Фрагмент документа:
--
К сожалению, в отличие от своих коллег за рубежом мы вынуждены устанавливать, где нам врут. Одного из иностранных коллег я спрашиваю: вы получаете финансовую отчетность из банка, насколько она достоверна? Ответ: 99%. Им не надо бороться с мошенничеством. По сути дела, мошенничество — это когда вы рисуете цифры. Что у нас получается? У нас нарисовали цифры, вывели активы, уехали за рубеж, там остались с деньгами по сути дела кредиторов и государства —и без всякого наказания. Думаете, ситуация не будет повторяться? Какой бы надзорный орган ни был и каким бы он ни был бы проактивным, как бы эффективно ни ловил нарушителей на какой-то стадии, если не наступает ответственности за такие действия, не работает принцип неотвратимости наказания, ситуация будет повторяться.

Я понимаю всю сложность момента, но, к сожалению, отъезд за рубеж стал легким способом ухода от ответственности недобросовестных банкиров.

Причина в том, что для входа в банковский бизнес в свое время дверь была очень широко открыта. Мы только недавно ввели в законодательство требование о деловой репутации. Это понятие очень важно для финансовой сферы, которая работает на доверии. Обычно в бизнесе предприниматель, рискуя, отвечает своими деньгами. А здесь речь идет об управлении чужими деньгами, поэтому должен быть более высокий уровень ответственности людей.
Надо повышать требования к собственникам и менеджерам на входе в банковский бизнес.
--
Выдержки из записей:
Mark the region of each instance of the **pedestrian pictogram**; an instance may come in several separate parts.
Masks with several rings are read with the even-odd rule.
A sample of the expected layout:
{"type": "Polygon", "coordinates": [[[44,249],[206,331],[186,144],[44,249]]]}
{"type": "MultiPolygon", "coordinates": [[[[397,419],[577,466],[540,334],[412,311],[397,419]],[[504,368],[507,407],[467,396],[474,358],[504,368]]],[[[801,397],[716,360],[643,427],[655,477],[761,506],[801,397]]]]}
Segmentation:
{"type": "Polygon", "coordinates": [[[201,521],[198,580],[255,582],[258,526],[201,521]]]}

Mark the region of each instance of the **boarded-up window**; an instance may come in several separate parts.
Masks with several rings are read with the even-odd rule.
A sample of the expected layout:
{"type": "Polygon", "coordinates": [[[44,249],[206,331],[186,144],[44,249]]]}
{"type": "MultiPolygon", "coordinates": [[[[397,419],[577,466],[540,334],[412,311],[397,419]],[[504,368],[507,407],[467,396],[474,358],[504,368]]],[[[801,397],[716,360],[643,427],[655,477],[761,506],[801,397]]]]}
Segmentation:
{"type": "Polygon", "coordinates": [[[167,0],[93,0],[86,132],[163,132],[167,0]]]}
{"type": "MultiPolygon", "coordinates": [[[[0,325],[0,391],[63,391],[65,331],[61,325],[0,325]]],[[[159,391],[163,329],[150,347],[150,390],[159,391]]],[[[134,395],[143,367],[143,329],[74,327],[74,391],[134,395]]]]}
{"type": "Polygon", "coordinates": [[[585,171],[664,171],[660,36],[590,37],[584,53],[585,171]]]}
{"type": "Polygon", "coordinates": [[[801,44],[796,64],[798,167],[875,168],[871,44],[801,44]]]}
--
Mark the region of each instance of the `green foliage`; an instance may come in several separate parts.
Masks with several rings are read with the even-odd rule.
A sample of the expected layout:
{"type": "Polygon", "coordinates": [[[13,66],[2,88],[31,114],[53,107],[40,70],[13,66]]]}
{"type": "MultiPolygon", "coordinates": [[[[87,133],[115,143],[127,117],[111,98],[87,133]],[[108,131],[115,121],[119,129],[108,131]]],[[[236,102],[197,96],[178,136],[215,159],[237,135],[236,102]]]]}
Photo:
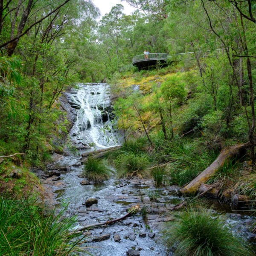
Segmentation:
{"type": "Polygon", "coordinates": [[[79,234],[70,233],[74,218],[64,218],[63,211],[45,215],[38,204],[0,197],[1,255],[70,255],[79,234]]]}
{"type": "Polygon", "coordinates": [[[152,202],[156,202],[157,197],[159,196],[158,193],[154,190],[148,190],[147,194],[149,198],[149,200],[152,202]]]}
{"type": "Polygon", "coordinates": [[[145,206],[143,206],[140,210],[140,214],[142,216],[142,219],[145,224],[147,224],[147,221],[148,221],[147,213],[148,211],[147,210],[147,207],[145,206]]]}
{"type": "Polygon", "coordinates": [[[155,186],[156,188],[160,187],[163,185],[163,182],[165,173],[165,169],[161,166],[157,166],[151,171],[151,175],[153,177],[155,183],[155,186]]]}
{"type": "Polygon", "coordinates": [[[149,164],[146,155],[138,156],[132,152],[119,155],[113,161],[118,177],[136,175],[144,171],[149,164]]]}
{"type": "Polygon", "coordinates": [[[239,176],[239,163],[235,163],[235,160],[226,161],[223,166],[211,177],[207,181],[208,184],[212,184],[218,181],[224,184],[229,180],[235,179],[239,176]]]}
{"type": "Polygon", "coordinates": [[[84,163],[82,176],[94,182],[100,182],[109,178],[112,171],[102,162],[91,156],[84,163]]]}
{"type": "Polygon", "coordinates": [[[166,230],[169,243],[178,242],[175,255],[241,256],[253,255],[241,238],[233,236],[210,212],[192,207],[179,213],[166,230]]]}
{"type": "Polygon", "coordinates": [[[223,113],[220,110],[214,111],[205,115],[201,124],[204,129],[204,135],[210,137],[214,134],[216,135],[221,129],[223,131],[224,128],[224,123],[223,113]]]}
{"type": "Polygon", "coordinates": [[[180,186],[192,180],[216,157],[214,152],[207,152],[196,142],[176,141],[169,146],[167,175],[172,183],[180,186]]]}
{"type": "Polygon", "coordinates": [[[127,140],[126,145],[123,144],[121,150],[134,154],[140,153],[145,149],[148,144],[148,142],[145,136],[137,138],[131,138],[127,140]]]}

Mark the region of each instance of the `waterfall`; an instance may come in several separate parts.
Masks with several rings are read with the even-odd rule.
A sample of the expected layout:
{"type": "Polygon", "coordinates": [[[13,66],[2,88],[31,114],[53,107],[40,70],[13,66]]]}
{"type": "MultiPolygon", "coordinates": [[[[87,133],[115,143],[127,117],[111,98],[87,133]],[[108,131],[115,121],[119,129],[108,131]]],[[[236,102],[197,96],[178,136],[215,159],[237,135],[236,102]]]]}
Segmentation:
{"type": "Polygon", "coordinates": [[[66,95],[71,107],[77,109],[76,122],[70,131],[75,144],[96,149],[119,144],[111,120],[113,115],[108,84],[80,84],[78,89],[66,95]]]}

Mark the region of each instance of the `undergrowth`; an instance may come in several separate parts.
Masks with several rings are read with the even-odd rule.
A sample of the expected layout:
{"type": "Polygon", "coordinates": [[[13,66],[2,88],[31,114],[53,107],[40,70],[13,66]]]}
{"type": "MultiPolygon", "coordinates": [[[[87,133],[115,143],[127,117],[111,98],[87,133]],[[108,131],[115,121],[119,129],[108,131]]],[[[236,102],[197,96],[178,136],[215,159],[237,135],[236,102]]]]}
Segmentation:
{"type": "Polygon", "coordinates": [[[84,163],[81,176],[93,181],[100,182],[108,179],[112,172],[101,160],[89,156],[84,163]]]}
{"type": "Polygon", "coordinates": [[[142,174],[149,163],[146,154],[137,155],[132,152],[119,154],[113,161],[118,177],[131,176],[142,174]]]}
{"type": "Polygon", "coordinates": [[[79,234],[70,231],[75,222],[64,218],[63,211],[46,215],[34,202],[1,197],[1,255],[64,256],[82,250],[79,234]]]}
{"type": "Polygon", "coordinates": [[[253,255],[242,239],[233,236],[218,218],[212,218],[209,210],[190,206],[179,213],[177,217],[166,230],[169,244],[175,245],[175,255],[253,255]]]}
--
Условие задачи:
Определите, согласуются ли с фрагментом документа утверждения ниже, и для каждого ответьте «да» или «нет», подкрепив ответ дословной цитатой из фрагмента.
(a) Иностранный коллега оценил достоверность банковской финансовой отчетности в 99%.
(b) Требование о деловой репутации действует в законодательстве уже давно.
(c) Требования к владельцам и менеджерам банков предлагается смягчить.
Записи не имеют отношения к фрагменту документа.

Ответ:
(a) Да: «вы получаете финансовую отчетность из банка, насколько она достоверна? Ответ: 99%.»
(b) Нет: «Мы только недавно ввели в законодательство требование о деловой репутации.»
(c) Нет: «Надо повышать требования к собственникам и менеджерам на входе в банковский бизнес.»